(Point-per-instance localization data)
○ ○ ○

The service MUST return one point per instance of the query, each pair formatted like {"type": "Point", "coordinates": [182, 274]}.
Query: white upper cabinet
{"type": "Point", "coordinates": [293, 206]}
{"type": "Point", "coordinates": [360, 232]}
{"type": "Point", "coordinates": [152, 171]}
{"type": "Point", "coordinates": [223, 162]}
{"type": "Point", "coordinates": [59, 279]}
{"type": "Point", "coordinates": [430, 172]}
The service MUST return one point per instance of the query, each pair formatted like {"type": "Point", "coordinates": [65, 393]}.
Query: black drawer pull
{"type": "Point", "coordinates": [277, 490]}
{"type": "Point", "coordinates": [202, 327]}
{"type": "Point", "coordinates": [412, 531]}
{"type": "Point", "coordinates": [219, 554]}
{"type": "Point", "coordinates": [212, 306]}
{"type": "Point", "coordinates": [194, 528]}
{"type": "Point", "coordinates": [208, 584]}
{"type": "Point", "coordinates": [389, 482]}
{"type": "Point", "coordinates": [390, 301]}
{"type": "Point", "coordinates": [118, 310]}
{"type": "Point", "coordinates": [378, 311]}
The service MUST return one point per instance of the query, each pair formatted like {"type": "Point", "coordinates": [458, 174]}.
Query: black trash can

○ ○ ○

Description of the task:
Output the records again in full. Keep every character as written.

Solution to this problem:
The service MUST return one point per instance of the query, each pair formatted like {"type": "Point", "coordinates": [182, 274]}.
Query: white upper cabinet
{"type": "Point", "coordinates": [293, 206]}
{"type": "Point", "coordinates": [360, 232]}
{"type": "Point", "coordinates": [152, 171]}
{"type": "Point", "coordinates": [223, 162]}
{"type": "Point", "coordinates": [59, 279]}
{"type": "Point", "coordinates": [430, 172]}
The service MUST return one point per instance of the query, each pair formatted like {"type": "Point", "coordinates": [65, 393]}.
Query: black drawer pull
{"type": "Point", "coordinates": [277, 490]}
{"type": "Point", "coordinates": [202, 327]}
{"type": "Point", "coordinates": [412, 531]}
{"type": "Point", "coordinates": [219, 554]}
{"type": "Point", "coordinates": [212, 306]}
{"type": "Point", "coordinates": [194, 528]}
{"type": "Point", "coordinates": [208, 584]}
{"type": "Point", "coordinates": [389, 482]}
{"type": "Point", "coordinates": [390, 301]}
{"type": "Point", "coordinates": [118, 310]}
{"type": "Point", "coordinates": [378, 311]}
The service MUST return one point per instance of the query, each pair formatted like {"type": "Point", "coordinates": [458, 174]}.
Query: black trash can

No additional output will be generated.